Start of Information provided

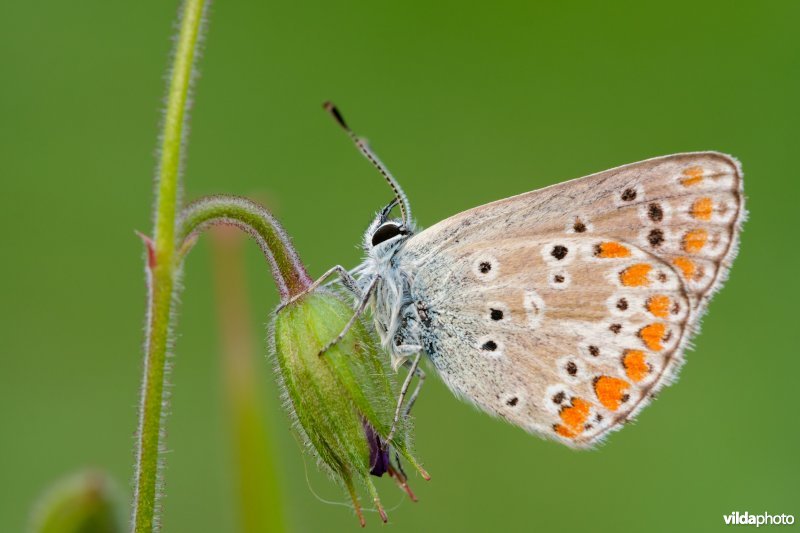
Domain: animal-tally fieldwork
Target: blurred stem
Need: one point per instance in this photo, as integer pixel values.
(288, 271)
(260, 505)
(162, 269)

End of Information provided

What you should do: Rewrite every row above in full, requests included, adding 51 to each number in the answer coordinates. Leave the pictures out of your reply.

Response for this exercise:
Domain: animal-tally fieldwork
Target: blurred stem
Need: one point per instance in this photo, as integer pixel values.
(339, 322)
(311, 556)
(213, 320)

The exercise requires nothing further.